[Excerpts from point annotation data]
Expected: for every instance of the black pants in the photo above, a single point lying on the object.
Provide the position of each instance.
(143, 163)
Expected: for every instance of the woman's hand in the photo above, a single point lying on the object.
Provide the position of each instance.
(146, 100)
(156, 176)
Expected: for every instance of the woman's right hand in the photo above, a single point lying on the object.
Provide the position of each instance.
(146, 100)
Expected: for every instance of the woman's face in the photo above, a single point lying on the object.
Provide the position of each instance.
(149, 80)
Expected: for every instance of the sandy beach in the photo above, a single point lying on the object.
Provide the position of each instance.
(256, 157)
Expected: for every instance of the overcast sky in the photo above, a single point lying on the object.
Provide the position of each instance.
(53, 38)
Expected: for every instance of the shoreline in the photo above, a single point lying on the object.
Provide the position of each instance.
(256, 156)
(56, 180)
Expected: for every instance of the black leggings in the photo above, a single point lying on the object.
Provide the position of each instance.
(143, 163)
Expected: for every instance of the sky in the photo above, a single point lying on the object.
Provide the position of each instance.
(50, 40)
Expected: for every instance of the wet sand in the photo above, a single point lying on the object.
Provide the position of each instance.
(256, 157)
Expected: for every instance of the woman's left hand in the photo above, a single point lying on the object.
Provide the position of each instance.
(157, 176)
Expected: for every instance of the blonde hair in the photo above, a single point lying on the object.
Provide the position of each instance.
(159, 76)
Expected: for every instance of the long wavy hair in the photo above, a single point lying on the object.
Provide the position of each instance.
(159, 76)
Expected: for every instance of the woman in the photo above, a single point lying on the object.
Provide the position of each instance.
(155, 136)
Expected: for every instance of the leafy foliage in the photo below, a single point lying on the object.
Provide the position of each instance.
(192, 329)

==

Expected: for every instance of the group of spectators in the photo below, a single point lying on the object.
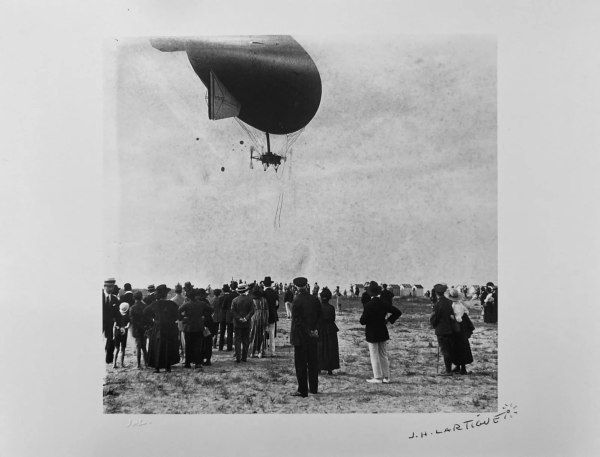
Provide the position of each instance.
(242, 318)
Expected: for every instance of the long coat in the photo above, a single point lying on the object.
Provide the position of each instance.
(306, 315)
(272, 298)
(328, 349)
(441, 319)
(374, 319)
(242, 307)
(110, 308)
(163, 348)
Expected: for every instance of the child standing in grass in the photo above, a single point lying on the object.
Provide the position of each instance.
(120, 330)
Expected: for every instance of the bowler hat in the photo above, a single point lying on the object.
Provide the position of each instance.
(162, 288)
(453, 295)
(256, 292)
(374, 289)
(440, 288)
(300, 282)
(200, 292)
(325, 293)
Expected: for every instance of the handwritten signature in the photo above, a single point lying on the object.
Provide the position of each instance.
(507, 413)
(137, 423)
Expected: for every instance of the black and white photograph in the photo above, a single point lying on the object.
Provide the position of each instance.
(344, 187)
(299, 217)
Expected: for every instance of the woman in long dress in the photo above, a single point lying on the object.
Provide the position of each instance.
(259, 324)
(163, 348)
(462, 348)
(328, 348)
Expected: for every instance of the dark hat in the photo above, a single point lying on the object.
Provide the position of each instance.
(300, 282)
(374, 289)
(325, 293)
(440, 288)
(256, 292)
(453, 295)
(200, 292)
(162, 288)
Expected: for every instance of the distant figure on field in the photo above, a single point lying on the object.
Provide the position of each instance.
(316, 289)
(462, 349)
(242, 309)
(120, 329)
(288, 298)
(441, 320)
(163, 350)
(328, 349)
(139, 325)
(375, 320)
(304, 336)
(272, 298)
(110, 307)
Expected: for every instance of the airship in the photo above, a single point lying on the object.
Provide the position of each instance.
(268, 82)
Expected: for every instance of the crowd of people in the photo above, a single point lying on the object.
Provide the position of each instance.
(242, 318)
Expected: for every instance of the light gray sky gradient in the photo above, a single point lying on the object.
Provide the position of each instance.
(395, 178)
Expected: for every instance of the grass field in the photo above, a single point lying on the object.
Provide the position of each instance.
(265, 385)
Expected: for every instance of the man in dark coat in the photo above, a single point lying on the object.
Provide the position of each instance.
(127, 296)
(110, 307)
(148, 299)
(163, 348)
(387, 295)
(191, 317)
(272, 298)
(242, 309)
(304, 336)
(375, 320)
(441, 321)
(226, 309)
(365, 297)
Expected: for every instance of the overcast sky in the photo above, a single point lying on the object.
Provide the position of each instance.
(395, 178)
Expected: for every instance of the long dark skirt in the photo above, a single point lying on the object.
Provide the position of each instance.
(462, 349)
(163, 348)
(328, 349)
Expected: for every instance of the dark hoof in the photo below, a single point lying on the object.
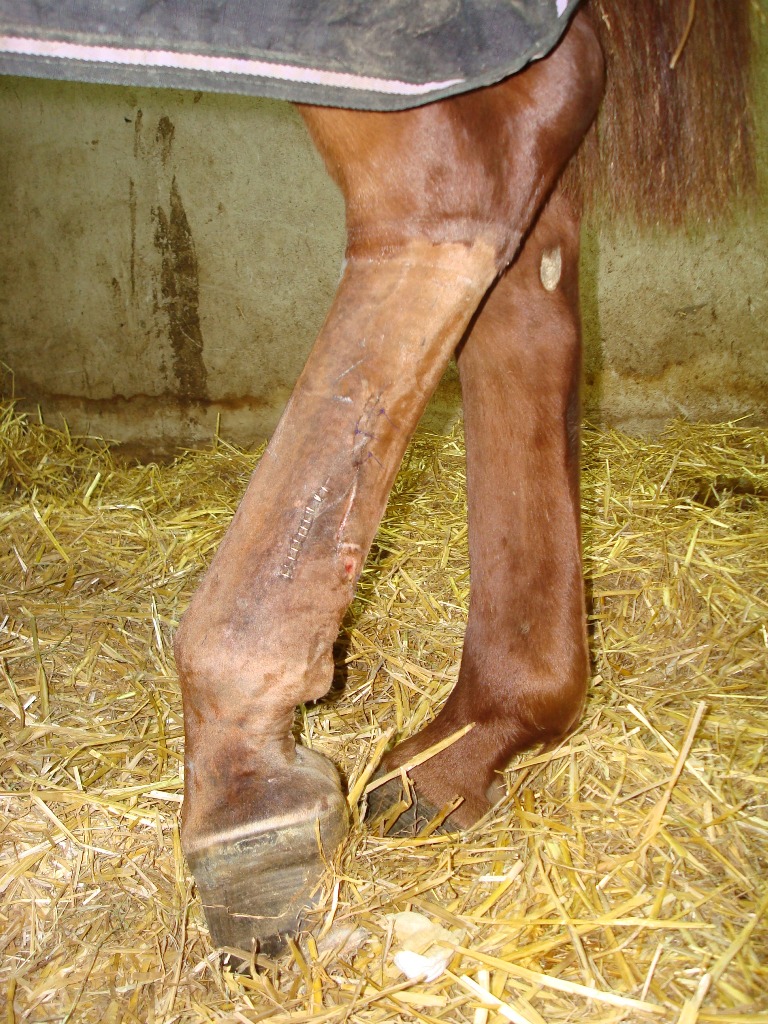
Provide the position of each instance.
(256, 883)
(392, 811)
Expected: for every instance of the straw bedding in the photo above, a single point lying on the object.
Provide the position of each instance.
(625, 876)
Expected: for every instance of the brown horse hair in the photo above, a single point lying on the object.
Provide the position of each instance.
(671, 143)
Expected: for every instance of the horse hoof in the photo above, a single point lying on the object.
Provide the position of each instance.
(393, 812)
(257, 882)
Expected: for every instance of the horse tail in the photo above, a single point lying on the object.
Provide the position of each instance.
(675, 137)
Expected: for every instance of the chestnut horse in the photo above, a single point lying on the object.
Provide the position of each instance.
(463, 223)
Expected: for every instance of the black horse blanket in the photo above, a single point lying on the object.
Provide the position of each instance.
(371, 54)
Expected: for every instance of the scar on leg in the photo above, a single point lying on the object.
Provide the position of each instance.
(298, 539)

...

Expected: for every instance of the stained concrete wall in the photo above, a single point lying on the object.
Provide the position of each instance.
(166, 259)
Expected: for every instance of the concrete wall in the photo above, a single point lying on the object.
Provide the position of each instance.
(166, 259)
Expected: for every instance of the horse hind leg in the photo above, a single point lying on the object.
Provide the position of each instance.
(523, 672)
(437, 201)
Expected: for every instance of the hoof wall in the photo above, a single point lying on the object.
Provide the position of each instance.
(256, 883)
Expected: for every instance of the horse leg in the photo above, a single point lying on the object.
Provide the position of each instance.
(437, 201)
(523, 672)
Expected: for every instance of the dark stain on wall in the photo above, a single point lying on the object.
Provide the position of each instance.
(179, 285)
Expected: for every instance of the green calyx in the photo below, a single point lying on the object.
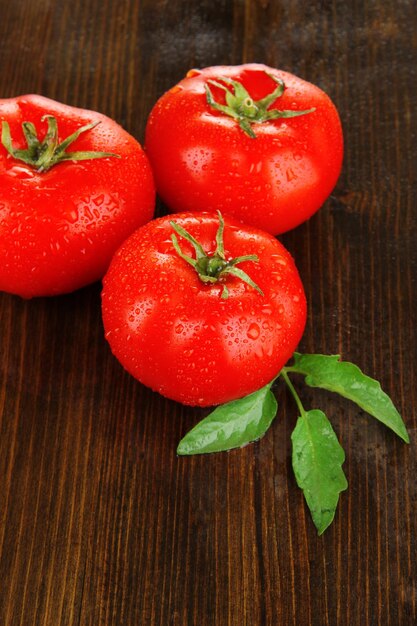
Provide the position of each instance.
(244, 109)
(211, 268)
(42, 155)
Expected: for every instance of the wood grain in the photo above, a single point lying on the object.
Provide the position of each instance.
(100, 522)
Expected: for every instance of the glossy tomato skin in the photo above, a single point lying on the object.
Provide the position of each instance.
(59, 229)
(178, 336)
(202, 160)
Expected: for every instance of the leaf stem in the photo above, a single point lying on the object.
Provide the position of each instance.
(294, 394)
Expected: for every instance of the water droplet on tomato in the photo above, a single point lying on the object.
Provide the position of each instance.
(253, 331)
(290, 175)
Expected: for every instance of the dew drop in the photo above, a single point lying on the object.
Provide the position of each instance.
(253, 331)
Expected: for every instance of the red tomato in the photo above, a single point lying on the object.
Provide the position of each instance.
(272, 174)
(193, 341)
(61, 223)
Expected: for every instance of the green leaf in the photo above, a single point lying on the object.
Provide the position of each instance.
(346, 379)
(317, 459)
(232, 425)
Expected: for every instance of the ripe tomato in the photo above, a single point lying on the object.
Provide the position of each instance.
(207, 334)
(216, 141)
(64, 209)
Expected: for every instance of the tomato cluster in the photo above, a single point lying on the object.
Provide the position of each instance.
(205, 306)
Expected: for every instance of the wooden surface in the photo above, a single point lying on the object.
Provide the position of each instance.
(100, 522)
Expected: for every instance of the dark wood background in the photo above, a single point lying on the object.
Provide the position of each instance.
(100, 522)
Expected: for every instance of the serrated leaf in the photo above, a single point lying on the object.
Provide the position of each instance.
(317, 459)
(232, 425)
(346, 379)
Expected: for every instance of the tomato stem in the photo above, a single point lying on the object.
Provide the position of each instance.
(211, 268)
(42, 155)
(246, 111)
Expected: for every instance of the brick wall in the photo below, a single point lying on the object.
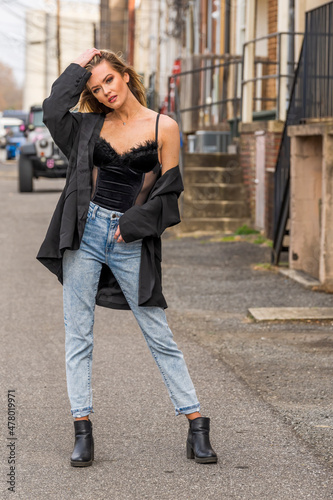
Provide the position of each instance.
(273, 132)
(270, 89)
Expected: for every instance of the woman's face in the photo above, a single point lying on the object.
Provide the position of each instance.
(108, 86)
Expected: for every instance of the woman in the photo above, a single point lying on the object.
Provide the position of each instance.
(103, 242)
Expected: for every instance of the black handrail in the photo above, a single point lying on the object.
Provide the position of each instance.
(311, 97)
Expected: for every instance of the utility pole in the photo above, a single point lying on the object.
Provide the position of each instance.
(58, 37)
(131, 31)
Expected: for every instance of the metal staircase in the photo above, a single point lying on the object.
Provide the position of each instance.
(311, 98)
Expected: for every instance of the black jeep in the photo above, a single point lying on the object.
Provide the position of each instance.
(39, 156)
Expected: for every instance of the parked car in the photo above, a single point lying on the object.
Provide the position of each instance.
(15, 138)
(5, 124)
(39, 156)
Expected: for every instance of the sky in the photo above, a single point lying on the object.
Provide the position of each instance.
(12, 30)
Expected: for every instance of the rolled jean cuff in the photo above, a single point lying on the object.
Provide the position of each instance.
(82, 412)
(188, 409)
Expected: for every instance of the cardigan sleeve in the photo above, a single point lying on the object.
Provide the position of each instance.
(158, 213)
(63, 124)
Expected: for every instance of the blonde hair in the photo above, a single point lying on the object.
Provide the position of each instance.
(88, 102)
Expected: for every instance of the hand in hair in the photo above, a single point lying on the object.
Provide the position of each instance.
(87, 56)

» **STATED PROBLEM**: Show each line of the material above that contains the string "black". Matching is case-sensitive.

» **WRITTEN ANSWER**:
Expected: for every instance of the black pants in the photo above, a single point lying on the object.
Expected: for every instance of the black leggings in the photo above, a single point lying on the object.
Expected: for every instance of the black and white photograph in the photo above, a single point lying on the object.
Expected: for every instance of the black horse blanket in the photo above, a single point lying on the object.
Expected: for every instance of the black handrail in the photo above, a single point lying on the object.
Expected: for every instance of the black jeep in the photo above, a single point lying on the object.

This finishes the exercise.